We have 11 seats on the GLA.
We now control 12 additional councils with 256 new councillors.
Labour was beaten into third place behind the Liberal Democrats.

Gordon Brown may not be a dead duck Prime Minister yet, but the label has been will be following him for the foreseeable future, and dissent in Labour's ranks will become increasingly difficult to contain. His one consolation must be that Ken Livingstone's share of the vote in London proves that when Labour concentrates on its core constituency and campaigns with conviction it can still poll respectably, but as Gordon seems to have lost touch with that constituency it's unlikely that he can easily reverse his current difficulties.

On a personal note I was glad that Ken still managed to gather respectable support. Whilst I rarely agree with him on partisan issues, I believe he is dedicated to what he sees as London's best interests and I voted for him in two successive elections because I believed he was the best candidate: and let's face it, the ease with which he defeated Steve Norris suggests that many other Tories across the capital felt the same way. I hope that he will work with Boris on those areas where his commitment has proven invaluable during his time as Mayor, but even if he chooses not to I doubt this will be the last that we see of Ken in political life.

today I am mostly: elated

6 opinions or participate
savantfoxt From: savantfoxt Date: May 3rd, 2008 02:15 pm (UTC) (permanent link)
I thought the Tories were certain to win until Boris was announced as their candidate, I still have doubts as to his competency but he'll have good people around him to do the actual work, i'm sure.
The Conservatives now have an opportunity to show what kind of changes they might make countrywide before a general election by using London as a template and showcase for their ideas which could help them enormously.

## STORED ROWS
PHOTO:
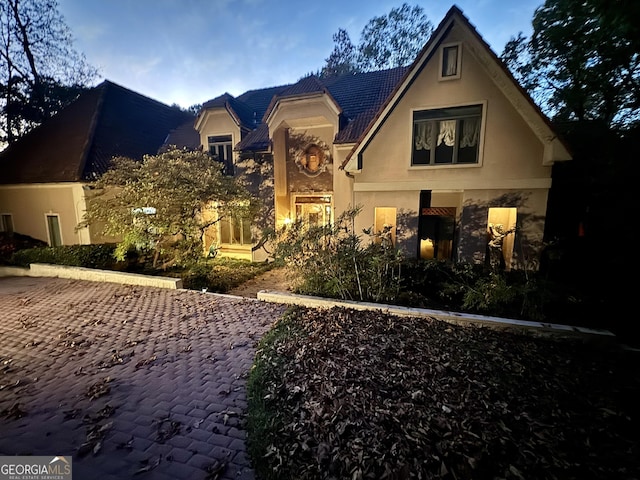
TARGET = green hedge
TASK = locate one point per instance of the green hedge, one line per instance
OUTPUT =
(90, 256)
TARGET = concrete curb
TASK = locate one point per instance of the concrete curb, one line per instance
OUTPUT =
(451, 317)
(90, 274)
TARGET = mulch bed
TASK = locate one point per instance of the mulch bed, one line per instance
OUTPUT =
(355, 395)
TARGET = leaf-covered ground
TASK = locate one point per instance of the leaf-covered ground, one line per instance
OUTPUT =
(340, 394)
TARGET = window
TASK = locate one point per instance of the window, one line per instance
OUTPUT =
(221, 149)
(6, 223)
(501, 227)
(436, 228)
(235, 231)
(53, 230)
(450, 62)
(313, 210)
(446, 136)
(385, 225)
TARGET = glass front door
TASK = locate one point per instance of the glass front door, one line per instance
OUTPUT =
(313, 210)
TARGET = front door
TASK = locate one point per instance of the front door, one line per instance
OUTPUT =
(313, 209)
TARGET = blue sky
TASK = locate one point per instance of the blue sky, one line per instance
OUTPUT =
(189, 51)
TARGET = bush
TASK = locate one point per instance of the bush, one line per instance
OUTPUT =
(11, 242)
(91, 256)
(332, 261)
(219, 275)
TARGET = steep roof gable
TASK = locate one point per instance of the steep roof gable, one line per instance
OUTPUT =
(555, 150)
(357, 96)
(79, 142)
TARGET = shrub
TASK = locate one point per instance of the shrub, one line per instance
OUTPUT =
(333, 262)
(219, 275)
(91, 256)
(11, 242)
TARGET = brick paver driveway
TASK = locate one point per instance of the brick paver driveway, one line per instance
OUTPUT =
(133, 382)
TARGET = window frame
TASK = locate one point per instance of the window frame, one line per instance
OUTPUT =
(49, 238)
(454, 163)
(441, 65)
(4, 226)
(232, 222)
(221, 141)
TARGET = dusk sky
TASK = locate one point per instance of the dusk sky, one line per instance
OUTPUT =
(189, 51)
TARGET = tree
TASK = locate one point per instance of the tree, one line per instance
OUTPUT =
(388, 41)
(343, 59)
(165, 203)
(40, 72)
(582, 61)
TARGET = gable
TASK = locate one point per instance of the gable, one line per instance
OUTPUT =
(455, 29)
(79, 142)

## AIM 1
From the election commentary, transcribe the passage starting at "today I am mostly: elated" and ending at "help them enormously.".
## AIM 2
Format the lines of the entries as a numbered list, starting at the line that contains "TARGET = shrub" and ending at the final line of the entries, both included, and leave out any blank lines.

## PROBLEM SOLUTION 1
today I am mostly: elated

6 opinions or participate
savantfoxt From: savantfoxt Date: May 3rd, 2008 02:15 pm (UTC) (permanent link)
I thought the Tories were certain to win until Boris was announced as their candidate, I still have doubts as to his competency but he'll have good people around him to do the actual work, i'm sure.
The Conservatives now have an opportunity to show what kind of changes they might make countrywide before a general election by using London as a template and showcase for their ideas which could help them enormously.

## PROBLEM SOLUTION 2
1. TARGET = shrub
2. TASK = locate one point per instance of the shrub, one line per instance
3. OUTPUT =
4. (333, 262)
5. (219, 275)
6. (91, 256)
7. (11, 242)
8. TARGET = brick paver driveway
9. TASK = locate one point per instance of the brick paver driveway, one line per instance
10. OUTPUT =
11. (133, 382)
12. TARGET = window frame
13. TASK = locate one point per instance of the window frame, one line per instance
14. OUTPUT =
15. (49, 238)
16. (454, 163)
17. (441, 65)
18. (4, 226)
19. (232, 222)
20. (221, 141)
21. TARGET = dusk sky
22. TASK = locate one point per instance of the dusk sky, one line per instance
23. OUTPUT =
24. (189, 51)
25. TARGET = tree
26. TASK = locate one point per instance of the tree, one line per instance
27. OUTPUT =
28. (388, 41)
29. (343, 59)
30. (165, 203)
31. (40, 72)
32. (582, 61)
33. TARGET = gable
34. TASK = locate one point per instance of the gable, one line per instance
35. OUTPUT =
36. (455, 29)
37. (79, 142)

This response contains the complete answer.